■ DIRECTIONS FOR THIS TASK ■
Could you recast the material, from its opening line through the line that contains "[[[81,93],[81,101],[118,101],[177,98],[179,90],[119,93]]]" (both included), as a numbered list without blank lines? Leave the pictures out of your answer.

[Region labeling material]
━━━━━━

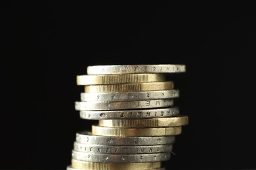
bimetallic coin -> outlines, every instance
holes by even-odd
[[[111,84],[165,81],[163,74],[129,74],[110,75],[79,75],[77,85]]]
[[[112,137],[150,137],[177,135],[181,133],[181,126],[165,128],[113,128],[92,126],[92,134]]]
[[[109,102],[76,101],[75,104],[76,110],[111,110],[169,107],[173,105],[173,99]]]
[[[144,119],[171,117],[179,114],[179,107],[124,110],[81,110],[80,118],[89,120]]]
[[[128,83],[107,85],[85,85],[85,93],[112,93],[125,92],[166,90],[174,88],[172,81]]]
[[[72,158],[80,161],[106,163],[155,162],[169,160],[170,152],[145,154],[88,154],[72,150]]]
[[[81,93],[81,101],[118,101],[177,98],[179,90],[119,93]]]
[[[175,64],[89,65],[88,75],[113,75],[131,73],[173,73],[186,72],[186,65]]]
[[[188,116],[179,116],[148,119],[115,119],[100,120],[98,126],[119,128],[146,128],[146,127],[171,127],[181,126],[188,124]]]
[[[146,170],[156,169],[161,167],[161,162],[142,163],[104,163],[71,160],[73,168],[87,170]]]
[[[74,142],[74,150],[91,154],[139,154],[170,152],[173,150],[172,144],[148,145],[148,146],[108,146],[87,144]]]
[[[76,133],[75,141],[86,144],[108,146],[146,146],[173,144],[175,136],[159,137],[109,137],[93,135],[91,131],[84,131]]]
[[[104,164],[106,164],[107,163],[103,163]],[[127,164],[128,163],[127,163]],[[124,163],[114,163],[114,164],[124,164]],[[135,167],[129,167],[128,169],[124,169],[124,168],[122,168],[122,167],[120,167],[121,169],[116,169],[116,167],[114,167],[113,169],[98,169],[98,168],[96,168],[96,169],[77,169],[77,168],[74,168],[74,167],[72,167],[71,165],[67,166],[67,168],[66,168],[66,170],[117,170],[117,169],[125,169],[125,170],[135,170],[135,169],[135,169]],[[141,170],[165,170],[165,168],[164,167],[160,167],[160,168],[156,168],[156,169],[141,169]]]

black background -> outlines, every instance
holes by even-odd
[[[74,109],[87,66],[181,63],[186,73],[167,76],[190,123],[163,165],[256,168],[256,16],[233,5],[2,1],[0,167],[70,163],[75,133],[96,122]]]

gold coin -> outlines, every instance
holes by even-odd
[[[177,135],[181,133],[181,126],[165,128],[114,128],[92,126],[92,134],[99,136],[153,137]]]
[[[174,88],[172,81],[157,82],[128,83],[107,85],[85,85],[85,93],[112,93],[171,90]]]
[[[143,163],[103,163],[92,162],[71,160],[72,167],[79,169],[87,170],[135,170],[135,169],[152,169],[161,167],[161,162],[143,162]]]
[[[128,74],[109,75],[79,75],[77,85],[112,84],[165,81],[163,74]]]
[[[181,126],[188,124],[188,116],[178,116],[169,118],[147,119],[99,120],[98,126],[119,128],[146,128]]]

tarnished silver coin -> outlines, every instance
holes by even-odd
[[[118,101],[177,98],[179,90],[116,93],[81,93],[81,101]]]
[[[80,118],[89,120],[144,119],[176,116],[179,114],[177,107],[136,110],[81,110]]]
[[[175,64],[89,65],[87,72],[88,75],[184,73],[186,65]]]
[[[173,144],[146,145],[146,146],[111,146],[100,144],[88,144],[74,142],[74,150],[91,154],[155,154],[171,152]]]
[[[159,137],[109,137],[93,135],[90,131],[76,133],[75,141],[87,144],[108,146],[146,146],[173,144],[175,136]]]
[[[108,163],[131,163],[131,162],[164,162],[171,158],[170,152],[143,154],[88,154],[72,150],[73,159],[94,162]]]

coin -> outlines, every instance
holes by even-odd
[[[93,135],[88,130],[77,132],[75,141],[87,144],[108,146],[146,146],[168,144],[175,142],[175,136],[109,137]]]
[[[171,117],[179,114],[177,107],[137,110],[81,110],[80,118],[89,120],[144,119]]]
[[[173,73],[186,72],[186,65],[175,64],[89,65],[88,75]]]
[[[129,74],[109,75],[79,75],[77,85],[112,84],[165,81],[163,74]]]
[[[146,170],[161,167],[161,162],[138,163],[104,163],[79,161],[72,159],[72,167],[87,170]]]
[[[113,128],[92,126],[92,134],[100,136],[150,137],[177,135],[181,133],[181,126],[165,128]]]
[[[146,127],[171,127],[184,126],[188,124],[188,116],[179,116],[148,118],[139,120],[116,119],[100,120],[98,126],[118,128],[146,128]]]
[[[147,146],[112,146],[88,144],[74,142],[74,150],[92,154],[154,154],[171,152],[172,144],[147,145]]]
[[[104,163],[104,164],[106,164],[107,163]],[[127,163],[127,164],[128,163]],[[115,164],[121,164],[121,165],[122,165],[121,163],[115,163]],[[123,163],[124,164],[124,163]],[[121,169],[122,169],[123,168],[121,167]],[[76,168],[74,168],[74,167],[72,167],[71,165],[67,166],[67,168],[66,168],[66,170],[82,170],[82,169],[76,169]],[[85,169],[87,170],[111,170],[111,169],[113,169],[113,170],[116,170],[116,169],[116,169],[116,167],[114,167],[114,169]],[[125,169],[125,170],[134,170],[134,167],[129,167],[129,169]],[[144,170],[144,169],[140,169],[141,170]],[[160,167],[160,168],[156,168],[156,169],[150,169],[150,170],[165,170],[165,168],[164,167]]]
[[[179,90],[113,93],[81,93],[81,101],[117,101],[177,98]]]
[[[124,92],[165,90],[174,88],[173,82],[128,83],[107,85],[85,85],[85,93],[112,93]]]
[[[76,110],[109,110],[136,109],[169,107],[173,105],[173,99],[127,101],[76,101]]]
[[[72,150],[72,158],[86,162],[105,163],[155,162],[169,160],[170,152],[144,154],[88,154]]]

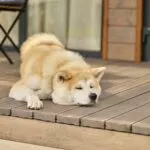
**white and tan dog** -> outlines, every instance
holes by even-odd
[[[92,68],[77,53],[67,51],[51,34],[35,34],[21,47],[21,79],[9,97],[27,102],[30,109],[43,107],[42,99],[61,105],[98,102],[105,67]]]

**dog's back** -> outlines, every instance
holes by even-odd
[[[43,45],[55,45],[64,48],[60,40],[53,34],[34,34],[30,36],[21,46],[21,60],[23,60],[27,55],[35,50],[34,47]],[[37,52],[38,49],[36,49]]]

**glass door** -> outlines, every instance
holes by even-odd
[[[29,1],[28,35],[53,33],[68,49],[100,53],[101,27],[102,0]]]

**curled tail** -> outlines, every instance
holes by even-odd
[[[63,44],[60,40],[53,34],[46,34],[46,33],[39,33],[30,36],[21,46],[21,59],[25,56],[25,54],[32,50],[33,46],[39,44],[49,44],[49,45],[56,45],[59,47],[64,48]]]

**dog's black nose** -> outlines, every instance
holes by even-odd
[[[96,95],[95,93],[91,93],[91,94],[89,95],[89,97],[90,97],[91,101],[94,101],[94,102],[95,102],[95,100],[96,100],[96,98],[97,98],[97,95]]]

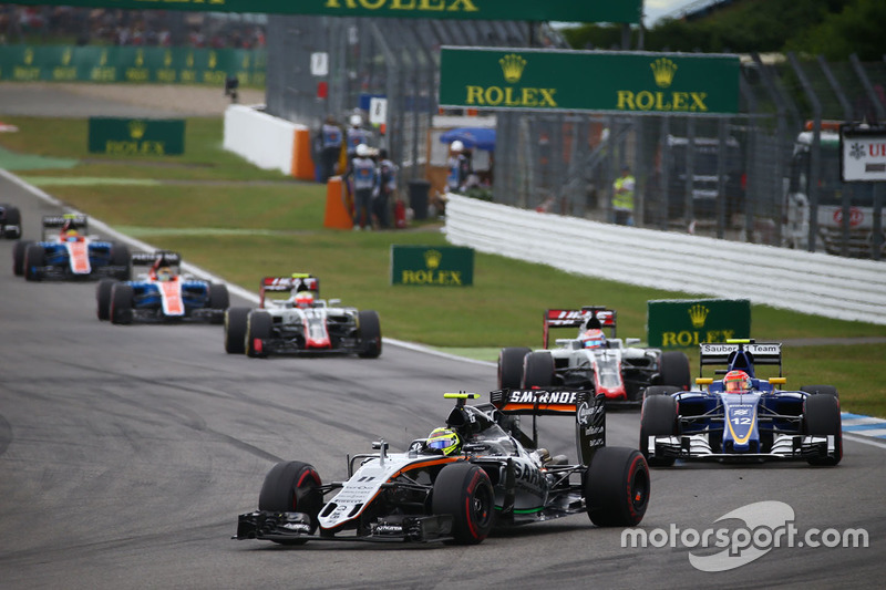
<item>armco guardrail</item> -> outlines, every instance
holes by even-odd
[[[259,107],[236,104],[225,110],[223,146],[259,168],[302,180],[315,178],[310,130]]]
[[[886,263],[599,224],[449,195],[457,246],[629,284],[886,324]]]

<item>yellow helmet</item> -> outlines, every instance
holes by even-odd
[[[457,455],[462,451],[462,439],[450,428],[435,428],[427,435],[427,448],[445,456]]]

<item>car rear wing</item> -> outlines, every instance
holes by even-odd
[[[606,397],[585,390],[497,390],[492,404],[503,414],[532,415],[533,443],[538,446],[537,416],[575,416],[575,442],[581,465],[606,446]]]
[[[580,328],[589,318],[597,318],[600,329],[610,329],[610,338],[616,338],[616,311],[594,306],[581,309],[548,309],[544,317],[544,348],[548,346],[552,328]]]
[[[182,255],[172,250],[155,250],[153,252],[135,252],[132,255],[132,266],[134,267],[150,267],[153,266],[158,259],[163,258],[166,266],[181,266]]]
[[[781,342],[756,342],[753,339],[703,342],[699,344],[699,375],[704,365],[710,364],[727,366],[718,373],[741,370],[751,376],[755,376],[755,365],[779,365],[779,376],[782,376],[782,345]]]
[[[81,234],[89,235],[90,232],[90,222],[89,217],[85,215],[80,214],[65,214],[65,215],[44,215],[43,216],[43,239],[47,238],[47,230],[48,229],[61,229],[64,227],[64,224],[68,221],[73,221],[76,226],[76,230]]]
[[[259,308],[265,307],[265,293],[268,292],[298,292],[311,291],[316,297],[320,294],[320,279],[313,275],[293,272],[289,277],[265,277],[258,290]]]

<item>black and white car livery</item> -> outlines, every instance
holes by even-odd
[[[258,510],[243,514],[235,539],[299,545],[308,540],[482,542],[493,527],[587,514],[598,526],[636,526],[649,500],[649,469],[631,448],[606,446],[602,396],[587,392],[504,390],[492,403],[455,398],[446,426],[462,441],[457,453],[435,452],[426,438],[403,453],[384,441],[374,454],[348,459],[348,478],[323,484],[302,462],[275,465]],[[533,416],[533,434],[519,428]],[[536,417],[571,417],[577,464],[538,447]],[[357,469],[354,470],[354,465]],[[328,498],[327,498],[328,497]]]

━━━━━━

■ RESULT ■
1. bimetallic coin -> outlines, every instance
2. holes by even-odd
3. [[[111,84],[165,81],[163,74],[129,74],[110,75],[79,75],[77,85]]]
4. [[[112,137],[150,137],[177,135],[181,133],[181,126],[165,128],[113,128],[92,126],[92,134]]]
5. [[[109,102],[76,101],[75,104],[76,110],[111,110],[169,107],[173,105],[173,99]]]
6. [[[144,119],[171,117],[179,114],[179,107],[124,110],[81,110],[80,118],[89,120]]]
7. [[[128,83],[107,85],[85,85],[85,93],[112,93],[125,92],[166,90],[174,88],[172,81]]]
8. [[[72,158],[80,161],[106,163],[155,162],[169,160],[170,152],[145,154],[88,154],[72,150]]]
9. [[[81,93],[81,101],[118,101],[177,98],[179,90],[119,93]]]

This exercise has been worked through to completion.